--- CONSIGNES DE TRAVAIL ---
1) Selon l'extrait sur les élites américaines, où Hillary Clinton était-elle assise lors de la cérémonie du troisième mariage de Donald Trump ?
2) Poursuivez l'extrait sur les élites américaines à partir de sa dernière phrase.

--- EXTRAIT À LIRE ---
━━━━

Mais Frank ne comprend pas que, contrairement à C. Wright Mills, les élites Démocrates et Républicaines, ainsi que nos élites financières et corporatistes ne sont qu’une seule et même entité. Elles sont formées dans les mêmes institutions, fréquentent les mêmes cercles sociaux et pollinisent dans toutes les directions, comme des abeilles. Cela est vrai depuis la naissance de ce pays. Harvard et Yale ont été conçus, comme Oxford et Cambridge en Grande Bretagne, de manière à perpétuer la ploutocratie. Ils font en cela un travail remarquable.
Hillary Clinton était assise au premier rang lors de la cérémonie du troisième mariage de Donald Trump. Et Chelsea Clinton, qui vit dans un penthouse de plusieurs millions de dollars à New York, était, jusqu’à cette campagne présidentielle, une amie proche d’Ivanka Trump. George W. Bush, quoique une vraie gourde et un homme inepte, est diplômé d’Andover, Yale et Harvard Business School. De même que Bill Clinton et Barack Obama, il a recruté pour son entourage rien de moins que des membres de la Ivy League. Paul Wolfowitz était à Cornell et à l’Université de Chicago. Donald Rumsfeld est allé à Princeton. Henry “Hank” Paulson est diplômé de Dartmouth et de la Harvard Business School avant de travailler pour Goldman Sachs. Lewis “Scooter” Libby est allé à Yale et Columbia Law School. Joshua Bolten, Chef de Cabinet du Président George W. Bush, est allé à Princeton et à la Stanford Law School.

━━━━

--- DONNÉES ENREGISTRÉES ---
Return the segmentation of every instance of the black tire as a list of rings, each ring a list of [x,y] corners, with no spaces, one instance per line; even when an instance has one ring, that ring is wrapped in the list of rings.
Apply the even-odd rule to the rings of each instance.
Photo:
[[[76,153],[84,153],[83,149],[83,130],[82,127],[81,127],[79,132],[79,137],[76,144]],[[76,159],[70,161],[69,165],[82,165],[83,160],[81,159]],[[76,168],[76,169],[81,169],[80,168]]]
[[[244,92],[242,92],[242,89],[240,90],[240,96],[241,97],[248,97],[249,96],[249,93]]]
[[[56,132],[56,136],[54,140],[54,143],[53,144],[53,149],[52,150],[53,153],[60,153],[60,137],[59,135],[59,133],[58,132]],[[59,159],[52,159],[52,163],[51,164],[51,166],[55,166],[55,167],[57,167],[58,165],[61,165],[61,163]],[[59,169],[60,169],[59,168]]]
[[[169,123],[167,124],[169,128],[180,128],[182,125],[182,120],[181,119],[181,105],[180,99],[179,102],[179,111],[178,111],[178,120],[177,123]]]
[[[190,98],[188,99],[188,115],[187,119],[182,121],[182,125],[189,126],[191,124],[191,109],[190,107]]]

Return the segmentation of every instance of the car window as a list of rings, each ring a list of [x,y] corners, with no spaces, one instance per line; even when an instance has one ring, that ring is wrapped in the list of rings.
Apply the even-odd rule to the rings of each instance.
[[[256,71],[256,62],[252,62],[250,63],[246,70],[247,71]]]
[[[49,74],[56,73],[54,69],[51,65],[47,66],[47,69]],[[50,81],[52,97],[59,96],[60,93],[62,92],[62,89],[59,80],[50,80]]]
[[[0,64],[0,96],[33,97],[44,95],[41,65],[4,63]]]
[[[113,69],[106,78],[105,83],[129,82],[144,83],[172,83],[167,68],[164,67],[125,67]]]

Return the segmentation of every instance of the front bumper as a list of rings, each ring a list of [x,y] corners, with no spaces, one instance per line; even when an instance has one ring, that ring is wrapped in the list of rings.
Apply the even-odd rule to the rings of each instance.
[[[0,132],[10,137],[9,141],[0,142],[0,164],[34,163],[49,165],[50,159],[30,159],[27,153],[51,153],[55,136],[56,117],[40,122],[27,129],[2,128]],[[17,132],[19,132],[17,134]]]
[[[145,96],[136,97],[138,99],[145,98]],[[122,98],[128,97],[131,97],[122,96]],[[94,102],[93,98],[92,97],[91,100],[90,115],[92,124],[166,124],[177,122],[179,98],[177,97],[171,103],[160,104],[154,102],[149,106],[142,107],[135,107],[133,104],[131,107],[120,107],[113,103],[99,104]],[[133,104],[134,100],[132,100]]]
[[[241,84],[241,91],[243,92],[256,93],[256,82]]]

━━━━

--- RÉPONSES PAR TÂCHE ---
1) Au premier rang.

2)
Le problème ce n’est pas les élites libérales. Le problème c’est les élites. Ils sont au service de la même idéologie. Ils travaillent dans les mêmes institutions financières, les fonds spéculatifs et les fondations, incluant le Conseil des Relations Internationales (“Council on Foreign Relations”), là où se retrouvent souvent les officiels du gouvernement quand ils ont perdu leur pouvoir. Ils appartiennent aux mêmes clubs. Ce sont des technocrates rabougris, utilisés comme administrateurs système pour les grandes sociétés capitalistes. Et aucune classe de courtisans, depuis ceux qui peuplaient les palaces Ottomans, Versailles ou la Cité Interdite, ne s’est jamais transformée en une élite responsable. Les courtisans ne sont, comme l’écrit John Ralston Saul, que des “hédonistes de pouvoir.”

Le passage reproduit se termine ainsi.